● Exercise prompt:
Below is a block of records; repeat all of them exactly.

*** Begin section ***

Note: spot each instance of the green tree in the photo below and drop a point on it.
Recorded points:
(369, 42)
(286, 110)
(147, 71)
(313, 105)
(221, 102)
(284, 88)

*** End section ***

● Response to this task:
Note: spot each instance of the green tree in the photo below and drop a point on it.
Recorded points:
(369, 42)
(286, 110)
(147, 71)
(313, 105)
(221, 102)
(284, 88)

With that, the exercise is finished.